→ **Fragmento seleccionado**
----------------------------------------

Dado que es más probable que Caracol o RCN hagan una serie exaltando la vida y obra de Tirofijo que una sobre el origen del yihadismo, venga le resumo ese cuento árabe de la vida real y después usted me cuenta si le resulta familiar o no.
El 8 de junio del año 632 ocurrió un hecho que acarrearía algunas de las mayores desgracias que vivimos hoy en día, especialmente en los países del “Primer Mundo”: la muerte de Mahoma, profeta del islam, término que en lengua árabe (aunque usted no lo crea) significa paz. El mensaje de Mahoma, le cuento, era prácticamente el mismo de Cristo: la salvación de la humanidad dependía de que la gente reconociera el poder infinito de Dios (Alá lo llamaba él) y se rindiera ante Él de manera amorosa y estricta. La cuestión es que cuando Mahoma murió no se supo quién debía ser su legítimo sucesor, tanto en sentido religioso como político, pues Iglesia y Estado eran lo mismo en el mundo islámico de entonces. Mahoma, además, no se ocupó de resolver la cuestión porque, en su calidad de último profeta, encargarse de esa pregunta carecía de sentido; sería Alá, en su infinita sabiduría, quien resolvería la cuestión y llevaría a su pueblo a la gloria.
De lo anterior viene el conflicto entre chiítas y sunitas (le apuesto a que ha escuchado esas palabras en los noticieros). Los primeros, los chiítas, hombres de intelecto aparentemente conservadores y más bien reservados, creían que el heredero debía ser Alí, primo y yerno del profeta, puesto que era el más adecuado teniendo en cuenta la sucesión sanguínea; mientras que los segundos, los sunitas, hombres de acción aparentemente progresistas y echados pa’lante, creían que el lugar le correspondía a Mu’awiya (por entonces gobernador de Antioquia, ¡digo!, de Siria), puesto que era el más prometedor de los políticos de la región, y por lo tanto quien tenía más posibilidades de llevar el mensaje de salvación hasta los confines más remotos del planeta.
Para dirimir el conflicto entre chiítas y sunitas, en julio del año 657 los dos bandos enfrentaron a cerca de 200 mil hombres en la batalla de Siffin. Luego de tres días de sangre, y a pesar de que Alí ibn Abi Talib, el líder de los chiítas, se negó a rendirse, los sunitas acabaron venciendo. Cuatro años después del triunfo en Siffin, una vez se había apropiado de la península arábiga entera, el victorioso Mu’awiya, en calidad de único heredero legítimo de Mahoma (así ratificado por Alá al haberse puesto de su lado en la batalla de sus huestes contra Alí), fundó el Califato Omeya. Dicha casa dinástica, inmediatamente después de ser fundada por el líder de los sunitas, empezó la campaña de expansión territorial más exitosa de todos los tiempos hasta entonces: en solo 93 años (del 675 al 750 para ser preciso), el territorio controlado por los musulmanes pasó de ocupar unos 200 mil km2 a 15 millones de km2.

----------------------------------------

→ **Entradas de identificación de ubicaciones**
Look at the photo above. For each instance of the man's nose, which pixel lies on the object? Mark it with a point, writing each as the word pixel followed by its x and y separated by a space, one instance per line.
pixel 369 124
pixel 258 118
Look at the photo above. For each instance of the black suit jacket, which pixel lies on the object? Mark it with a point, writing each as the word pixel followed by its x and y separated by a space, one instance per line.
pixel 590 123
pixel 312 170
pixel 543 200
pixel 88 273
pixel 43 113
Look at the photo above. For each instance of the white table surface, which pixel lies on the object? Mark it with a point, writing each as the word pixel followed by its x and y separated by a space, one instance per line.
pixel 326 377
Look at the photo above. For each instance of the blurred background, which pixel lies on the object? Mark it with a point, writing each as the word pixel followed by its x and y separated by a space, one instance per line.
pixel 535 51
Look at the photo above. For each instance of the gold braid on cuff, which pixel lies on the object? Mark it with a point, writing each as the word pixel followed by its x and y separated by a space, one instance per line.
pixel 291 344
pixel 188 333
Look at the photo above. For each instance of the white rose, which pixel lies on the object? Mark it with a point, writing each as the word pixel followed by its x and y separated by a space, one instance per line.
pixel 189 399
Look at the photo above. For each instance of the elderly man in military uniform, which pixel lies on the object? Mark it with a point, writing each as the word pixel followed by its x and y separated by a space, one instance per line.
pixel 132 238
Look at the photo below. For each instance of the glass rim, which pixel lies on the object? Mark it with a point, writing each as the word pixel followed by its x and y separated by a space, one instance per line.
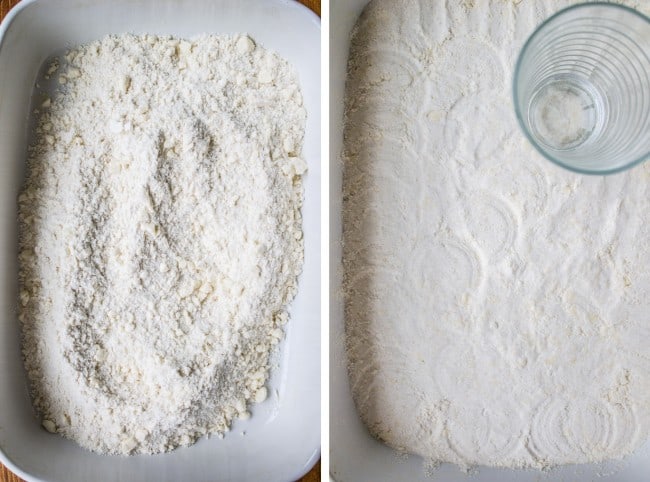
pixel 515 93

----------------------------------------

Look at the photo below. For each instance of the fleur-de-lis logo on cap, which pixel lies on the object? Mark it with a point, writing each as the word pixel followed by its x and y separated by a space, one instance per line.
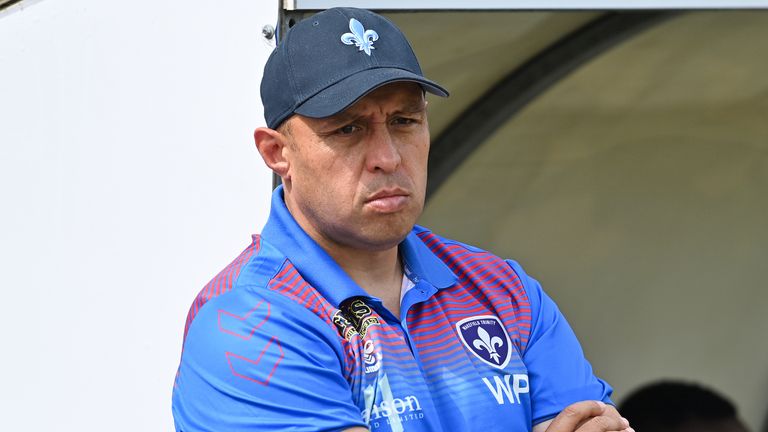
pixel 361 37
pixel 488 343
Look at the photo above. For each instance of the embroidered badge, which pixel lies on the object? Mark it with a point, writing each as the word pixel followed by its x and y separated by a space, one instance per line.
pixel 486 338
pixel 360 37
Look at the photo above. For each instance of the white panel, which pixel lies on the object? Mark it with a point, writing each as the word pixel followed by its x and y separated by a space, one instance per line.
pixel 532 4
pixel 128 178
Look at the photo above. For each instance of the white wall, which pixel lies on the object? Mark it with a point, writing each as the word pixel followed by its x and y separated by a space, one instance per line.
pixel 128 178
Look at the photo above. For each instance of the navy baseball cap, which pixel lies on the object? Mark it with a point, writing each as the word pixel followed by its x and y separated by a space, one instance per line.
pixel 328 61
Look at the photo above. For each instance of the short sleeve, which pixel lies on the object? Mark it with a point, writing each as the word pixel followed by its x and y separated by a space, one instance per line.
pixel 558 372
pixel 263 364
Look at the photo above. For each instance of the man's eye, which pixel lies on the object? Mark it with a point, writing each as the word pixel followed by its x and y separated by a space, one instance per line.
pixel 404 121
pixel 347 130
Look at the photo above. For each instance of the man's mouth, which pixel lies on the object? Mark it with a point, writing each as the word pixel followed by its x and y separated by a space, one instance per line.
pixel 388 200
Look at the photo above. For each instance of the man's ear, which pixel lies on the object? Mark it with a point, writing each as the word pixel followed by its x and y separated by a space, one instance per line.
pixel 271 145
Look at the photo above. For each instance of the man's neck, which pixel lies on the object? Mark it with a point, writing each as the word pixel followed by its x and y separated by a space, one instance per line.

----------------------------------------

→ **Tareas por realizar**
a. Transcriba el pasaje del texto sobre el origen del yihadismo que comienza en "De lo anterior" y termina en "remotos del planeta.".
b. Extraiga de las entradas cada línea que contenga la cadena "white", teniendo en cuenta la distinción entre mayúsculas y minúsculas.

→ **Resultados del ejercicio**
a.
De lo anterior viene el conflicto entre chiítas y sunitas (le apuesto a que ha escuchado esas palabras en los noticieros). Los primeros, los chiítas, hombres de intelecto aparentemente conservadores y más bien reservados, creían que el heredero debía ser Alí, primo y yerno del profeta, puesto que era el más adecuado teniendo en cuenta la sucesión sanguínea; mientras que los segundos, los sunitas, hombres de acción aparentemente progresistas y echados pa’lante, creían que el lugar le correspondía a Mu’awiya (por entonces gobernador de Antioquia, ¡digo!, de Siria), puesto que era el más prometedor de los políticos de la región, y por lo tanto quien tenía más posibilidades de llevar el mensaje de salvación hasta los confines más remotos del planeta.

b.
Look at the photo above. For each instance of the white table surface, which pixel lies on the object? Mark it with a point, writing each as the word pixel followed by its x and y separated by a space, one instance per line.
Look at the photo above. For each instance of the white rose, which pixel lies on the object? Mark it with a point, writing each as the word pixel followed by its x and y separated by a space, one instance per line.
Look at the photo above. For each instance of the white panel, which pixel lies on the object? Mark it with a point, writing each as the word pixel followed by its x and y separated by a space, one instance per line.
Look at the photo above. For each instance of the white wall, which pixel lies on the object? Mark it with a point, writing each as the word pixel followed by its x and y separated by a space, one instance per line.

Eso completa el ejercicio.